Müttefik devletler, Cafer Tayyar'a yapılan yardımların önlenmesi için her türlü önlemi almaktaydı. Bunlara bir örnek olarak, Sofya'daki İngiliz diplomatik temsilcisi Herbert Dering'in, o sırada Dışişleri Bakanlığı'nı geçici olarak yönetmekte olan Dimitrov7a verdiği 21 Temmuz 1920 tarihli nota gösterilebilir. Bu notada Bulgar hükümetinin Cafer Tayyar'a yardım yapıp yapmadığı konusunun büyük bir dikkatle izlenmekte olduğu belirtilmekteydi. Ayrıca yapılmakta olan her türlü yardıma karşı Bulgar hüketinin elinden gelen her çeşit araçla engel olması gerektiği de açıkça belirtilmekteydi.
1920 Mayıs ayının sonlarına doğru Batı Trakya'daki Fransız işgal askerleri çekilmeğe başlamış ve onların yerine Doğu Trakya'yı almış olan Yunan askerleri yerleşmişti. Bunun üzerine bu bölgede Yunanistan ile Türkiye arasında savaş başladı. 1920 Haziran ayı sonlarında yenilgiye uğrayan Cafer Tayyar, saldıran Yunan ordusu tarafından esir edilerek Atina'ya götürüldü. Cafer Tayyar Paşa'nın yenik düşen askerleri ve halk, Yunan ordusundan kurtulmak için Bulgar sınırını geçti. Filibe'de yayınlanan Yug Gazetesi'nin açıkladığına göre, on bin kişilik piyade birliği ile bir topçu alayı bütün donatımı ile Kızılağaç bolgesindeki Kostantinova köyüne 1200 kişilik bir başka birlik te Kocamustafapaşa'dan ve Virantepe'den Bulgar topraklarına geçmişti. RABOTNİCESKİ VESTNİK Gazetesinin bildirdiğine göre de, sadece Yanbolu'ya 12000'i Cafer Tayyar ordusuna mensup askerle, 12000'i sivil Türk göçmüştü. Bunların bir çoğu Edirne bölgesindendi. Bu göçmenler arasında 200 memurla 700 subay bulunmaktaydı. Aralarında Kolordu Komutanı Muhiddin Bey, Karargah Komutanı Nazif Bey, 50. Tümen Komutanı Cemil Bey, 49. Tümen Komutanı Şükrü Bey, 55. Tümen Komutanı Alaaddin Bey, Kürşat Bey, Sami Dimitokal, Alaşık Bey, Hamdi Bey, Cemal Bey, Fethi Bey ve daha başka subaylar da vardı. Cafer Tayyar ordusunun subay ve erlerinden oluşan bir başka grup da Malko Tırnova'ya yerleşmişti. Subaylar arasında Sınır Alay Komutanı Sabri Bey ile, Pınarhisar, Vize ve Hayrabolu kaymakamları da bulunmaktaydı.

□ □ □

§ **Alıştırma a**
Sayfa metninden "Müttefik devletler, Cafer" ifadesinin geçtiği yerden başlayıp "de açıkça belirtilmekteydi." ifadesinden sonra biten bölümü hiç değiştirmeden yazın.

□ □ □

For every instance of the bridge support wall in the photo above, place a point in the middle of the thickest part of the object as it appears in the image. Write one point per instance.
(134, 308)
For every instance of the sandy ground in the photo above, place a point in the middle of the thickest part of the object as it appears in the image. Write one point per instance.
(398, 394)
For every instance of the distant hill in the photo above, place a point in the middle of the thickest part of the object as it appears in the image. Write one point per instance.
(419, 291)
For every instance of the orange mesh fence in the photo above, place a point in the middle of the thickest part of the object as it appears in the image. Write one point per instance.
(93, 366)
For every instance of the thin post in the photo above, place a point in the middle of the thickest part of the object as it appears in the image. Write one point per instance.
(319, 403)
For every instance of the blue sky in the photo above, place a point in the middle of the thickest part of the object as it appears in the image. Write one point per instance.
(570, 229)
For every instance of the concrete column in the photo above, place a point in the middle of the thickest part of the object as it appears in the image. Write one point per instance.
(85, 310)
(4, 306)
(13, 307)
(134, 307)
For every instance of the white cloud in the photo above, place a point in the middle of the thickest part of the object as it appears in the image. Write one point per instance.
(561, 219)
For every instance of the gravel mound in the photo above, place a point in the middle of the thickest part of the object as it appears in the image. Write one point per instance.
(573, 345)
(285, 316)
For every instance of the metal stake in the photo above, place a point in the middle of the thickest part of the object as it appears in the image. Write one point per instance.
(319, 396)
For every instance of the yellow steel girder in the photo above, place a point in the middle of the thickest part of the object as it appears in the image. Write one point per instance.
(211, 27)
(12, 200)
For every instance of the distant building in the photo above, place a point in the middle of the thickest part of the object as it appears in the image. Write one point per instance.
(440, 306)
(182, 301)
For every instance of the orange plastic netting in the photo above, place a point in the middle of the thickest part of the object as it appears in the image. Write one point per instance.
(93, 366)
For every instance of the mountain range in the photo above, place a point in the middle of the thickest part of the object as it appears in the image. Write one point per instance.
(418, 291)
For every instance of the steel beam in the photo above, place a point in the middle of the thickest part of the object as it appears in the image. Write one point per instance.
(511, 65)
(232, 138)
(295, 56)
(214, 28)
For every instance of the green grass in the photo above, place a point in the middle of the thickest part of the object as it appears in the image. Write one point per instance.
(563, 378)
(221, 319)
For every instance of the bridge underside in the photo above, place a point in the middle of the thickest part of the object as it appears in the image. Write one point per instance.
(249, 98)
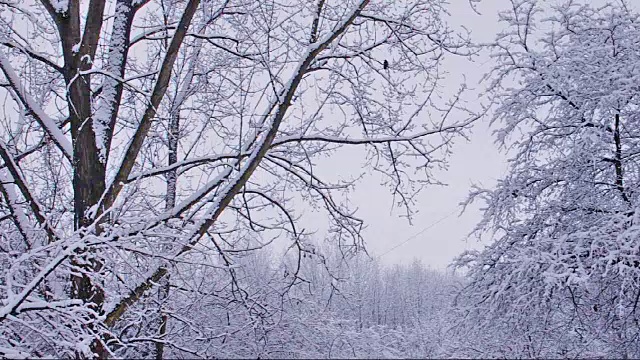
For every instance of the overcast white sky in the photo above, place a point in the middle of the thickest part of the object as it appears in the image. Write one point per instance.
(478, 161)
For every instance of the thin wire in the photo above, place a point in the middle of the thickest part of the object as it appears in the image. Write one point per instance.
(419, 233)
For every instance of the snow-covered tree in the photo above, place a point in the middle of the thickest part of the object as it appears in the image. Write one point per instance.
(561, 276)
(147, 145)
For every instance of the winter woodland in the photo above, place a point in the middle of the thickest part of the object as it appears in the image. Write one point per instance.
(157, 157)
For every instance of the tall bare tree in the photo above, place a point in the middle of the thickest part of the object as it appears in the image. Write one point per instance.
(97, 95)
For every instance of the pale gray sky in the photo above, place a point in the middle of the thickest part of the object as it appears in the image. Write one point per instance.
(477, 161)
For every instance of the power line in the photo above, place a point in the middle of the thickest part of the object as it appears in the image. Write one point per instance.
(419, 233)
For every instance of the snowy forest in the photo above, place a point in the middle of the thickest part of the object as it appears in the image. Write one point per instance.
(160, 159)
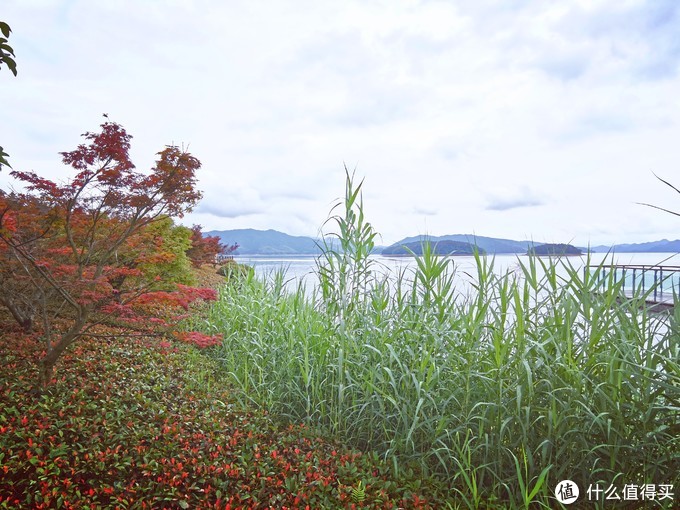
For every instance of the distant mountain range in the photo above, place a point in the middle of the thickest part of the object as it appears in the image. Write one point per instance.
(446, 247)
(266, 242)
(272, 242)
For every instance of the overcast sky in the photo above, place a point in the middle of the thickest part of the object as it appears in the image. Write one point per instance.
(517, 119)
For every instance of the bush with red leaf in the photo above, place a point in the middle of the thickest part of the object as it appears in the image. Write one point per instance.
(76, 250)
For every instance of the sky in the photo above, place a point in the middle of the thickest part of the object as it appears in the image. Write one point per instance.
(505, 118)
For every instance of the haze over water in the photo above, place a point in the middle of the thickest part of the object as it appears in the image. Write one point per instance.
(303, 268)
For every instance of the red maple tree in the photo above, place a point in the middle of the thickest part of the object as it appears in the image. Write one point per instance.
(70, 251)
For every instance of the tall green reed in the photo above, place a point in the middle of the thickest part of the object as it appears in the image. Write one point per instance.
(530, 378)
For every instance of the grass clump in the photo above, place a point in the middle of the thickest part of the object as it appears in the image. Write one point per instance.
(143, 423)
(530, 378)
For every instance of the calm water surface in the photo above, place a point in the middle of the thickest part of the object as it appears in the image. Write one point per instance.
(303, 268)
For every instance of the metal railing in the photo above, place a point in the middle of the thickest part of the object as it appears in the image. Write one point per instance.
(662, 282)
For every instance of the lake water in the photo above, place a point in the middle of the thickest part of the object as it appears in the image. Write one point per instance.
(303, 268)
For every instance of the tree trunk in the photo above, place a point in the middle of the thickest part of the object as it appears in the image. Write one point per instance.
(54, 352)
(25, 320)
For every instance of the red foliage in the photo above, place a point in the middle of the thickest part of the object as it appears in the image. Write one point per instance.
(76, 246)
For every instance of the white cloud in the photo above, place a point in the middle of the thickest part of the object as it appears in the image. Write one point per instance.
(448, 108)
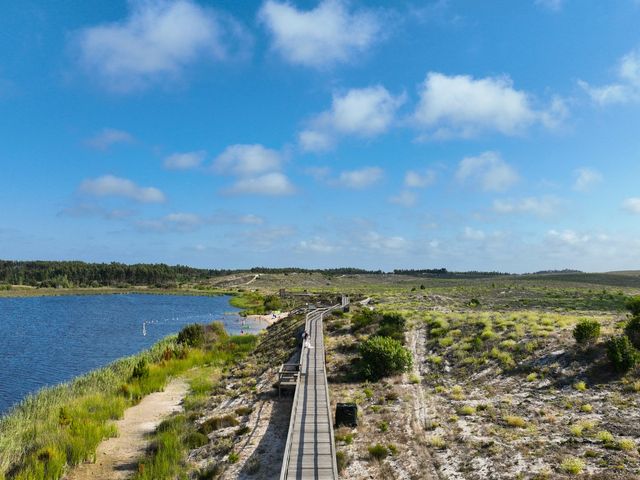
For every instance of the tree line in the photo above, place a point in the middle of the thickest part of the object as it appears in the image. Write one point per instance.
(80, 274)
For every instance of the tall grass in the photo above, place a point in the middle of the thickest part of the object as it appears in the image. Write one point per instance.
(63, 425)
(176, 435)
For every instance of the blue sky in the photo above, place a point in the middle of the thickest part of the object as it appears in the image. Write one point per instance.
(471, 135)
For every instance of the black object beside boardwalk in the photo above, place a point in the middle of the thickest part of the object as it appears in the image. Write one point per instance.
(310, 453)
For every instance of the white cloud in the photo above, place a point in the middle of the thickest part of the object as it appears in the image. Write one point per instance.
(415, 179)
(92, 210)
(184, 220)
(317, 245)
(586, 178)
(109, 137)
(567, 237)
(553, 5)
(274, 183)
(184, 161)
(405, 198)
(461, 106)
(156, 42)
(358, 179)
(632, 205)
(540, 207)
(473, 234)
(376, 241)
(112, 186)
(245, 160)
(364, 112)
(626, 90)
(318, 38)
(488, 171)
(250, 219)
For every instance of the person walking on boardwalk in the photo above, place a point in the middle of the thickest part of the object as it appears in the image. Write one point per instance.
(305, 340)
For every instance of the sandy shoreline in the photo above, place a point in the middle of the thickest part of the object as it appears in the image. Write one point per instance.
(269, 319)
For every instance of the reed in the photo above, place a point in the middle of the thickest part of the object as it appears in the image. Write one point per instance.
(62, 426)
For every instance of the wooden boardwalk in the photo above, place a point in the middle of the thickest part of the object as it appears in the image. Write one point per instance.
(310, 453)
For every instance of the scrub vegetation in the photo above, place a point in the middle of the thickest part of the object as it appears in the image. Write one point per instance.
(61, 426)
(454, 376)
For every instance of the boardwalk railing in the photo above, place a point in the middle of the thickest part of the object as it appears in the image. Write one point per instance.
(310, 451)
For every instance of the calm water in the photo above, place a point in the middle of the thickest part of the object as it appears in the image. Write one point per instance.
(48, 340)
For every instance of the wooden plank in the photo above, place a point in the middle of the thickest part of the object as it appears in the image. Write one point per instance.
(310, 450)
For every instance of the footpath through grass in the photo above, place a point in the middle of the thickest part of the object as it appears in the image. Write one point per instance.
(62, 426)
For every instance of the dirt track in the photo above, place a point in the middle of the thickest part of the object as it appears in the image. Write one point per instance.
(116, 458)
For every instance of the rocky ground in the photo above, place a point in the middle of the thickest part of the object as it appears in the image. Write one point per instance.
(525, 403)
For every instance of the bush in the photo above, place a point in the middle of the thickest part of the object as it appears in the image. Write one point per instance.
(632, 330)
(191, 335)
(362, 319)
(141, 370)
(378, 451)
(621, 353)
(587, 332)
(633, 305)
(392, 325)
(383, 356)
(341, 460)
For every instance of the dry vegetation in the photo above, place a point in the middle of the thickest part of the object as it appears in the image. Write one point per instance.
(498, 390)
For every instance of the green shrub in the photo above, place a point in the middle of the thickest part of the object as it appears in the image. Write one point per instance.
(378, 452)
(195, 440)
(621, 353)
(587, 332)
(383, 356)
(191, 335)
(141, 369)
(572, 465)
(392, 325)
(362, 319)
(216, 423)
(341, 460)
(633, 305)
(632, 330)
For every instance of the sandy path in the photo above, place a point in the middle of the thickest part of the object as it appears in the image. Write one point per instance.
(116, 458)
(270, 318)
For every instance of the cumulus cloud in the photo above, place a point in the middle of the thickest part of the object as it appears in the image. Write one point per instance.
(188, 222)
(473, 234)
(365, 112)
(632, 205)
(108, 137)
(488, 171)
(568, 237)
(586, 178)
(538, 206)
(324, 36)
(317, 245)
(414, 179)
(247, 160)
(80, 210)
(184, 161)
(112, 186)
(257, 169)
(156, 42)
(274, 184)
(405, 198)
(359, 179)
(377, 241)
(625, 90)
(462, 106)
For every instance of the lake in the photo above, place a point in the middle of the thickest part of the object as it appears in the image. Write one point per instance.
(48, 340)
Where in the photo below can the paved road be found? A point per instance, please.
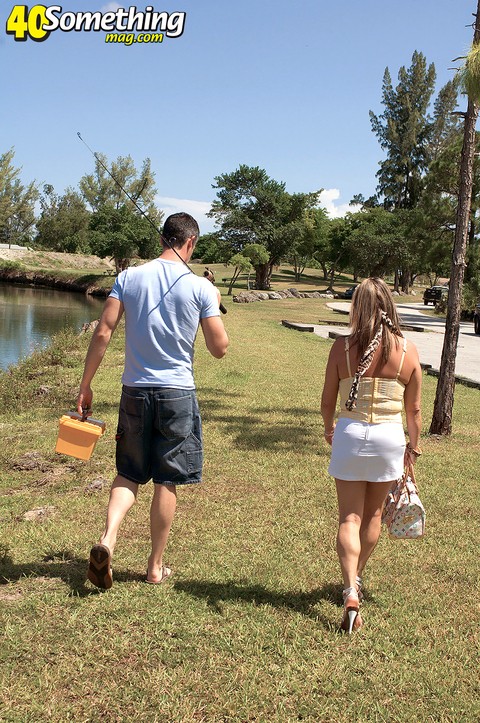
(429, 342)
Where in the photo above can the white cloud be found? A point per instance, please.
(327, 200)
(197, 209)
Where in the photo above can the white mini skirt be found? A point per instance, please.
(371, 452)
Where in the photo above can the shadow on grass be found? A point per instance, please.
(62, 565)
(216, 593)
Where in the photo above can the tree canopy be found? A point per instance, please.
(252, 208)
(17, 203)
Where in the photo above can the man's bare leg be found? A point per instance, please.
(162, 511)
(122, 498)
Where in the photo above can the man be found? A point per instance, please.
(159, 433)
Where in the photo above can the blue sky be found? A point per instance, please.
(281, 85)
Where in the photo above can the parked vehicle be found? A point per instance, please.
(348, 293)
(476, 319)
(434, 294)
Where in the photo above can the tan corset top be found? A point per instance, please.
(379, 399)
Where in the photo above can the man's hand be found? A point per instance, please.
(84, 401)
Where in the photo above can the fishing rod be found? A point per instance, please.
(145, 215)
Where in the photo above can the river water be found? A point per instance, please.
(29, 317)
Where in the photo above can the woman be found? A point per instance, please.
(368, 441)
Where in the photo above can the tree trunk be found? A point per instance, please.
(443, 406)
(263, 275)
(396, 282)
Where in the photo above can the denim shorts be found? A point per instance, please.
(159, 436)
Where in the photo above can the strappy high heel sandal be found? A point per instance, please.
(351, 610)
(359, 585)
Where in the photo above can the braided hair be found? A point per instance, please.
(371, 321)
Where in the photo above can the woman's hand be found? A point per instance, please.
(411, 455)
(328, 435)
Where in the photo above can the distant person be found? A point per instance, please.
(368, 441)
(208, 273)
(159, 432)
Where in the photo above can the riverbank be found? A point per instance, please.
(66, 272)
(247, 627)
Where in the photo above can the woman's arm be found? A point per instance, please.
(330, 393)
(412, 401)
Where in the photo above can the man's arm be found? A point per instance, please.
(215, 336)
(111, 315)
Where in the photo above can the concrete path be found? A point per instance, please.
(429, 342)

□ □ □

§ **Alıştırma b**
Girdilerde "bare" sözcüğünü içeren satırları sayın ve yalnızca bu sayıyı verin; büyük ve küçük harf farkı dikkate alınır.

§ **Çıktı a**
Müttefik devletler, Cafer Tayyar'a yapılan yardımların önlenmesi için her türlü önlemi almaktaydı. Bunlara bir örnek olarak, Sofya'daki İngiliz diplomatik temsilcisi Herbert Dering'in, o sırada Dışişleri Bakanlığı'nı geçici olarak yönetmekte olan Dimitrov7a verdiği 21 Temmuz 1920 tarihli nota gösterilebilir. Bu notada Bulgar hükümetinin Cafer Tayyar'a yardım yapıp yapmadığı konusunun büyük bir dikkatle izlenmekte olduğu belirtilmekteydi. Ayrıca yapılmakta olan her türlü yardıma karşı Bulgar hüketinin elinden gelen her çeşit araçla engel olması gerektiği de açıkça belirtilmekteydi.

§ **Çıktı b**
2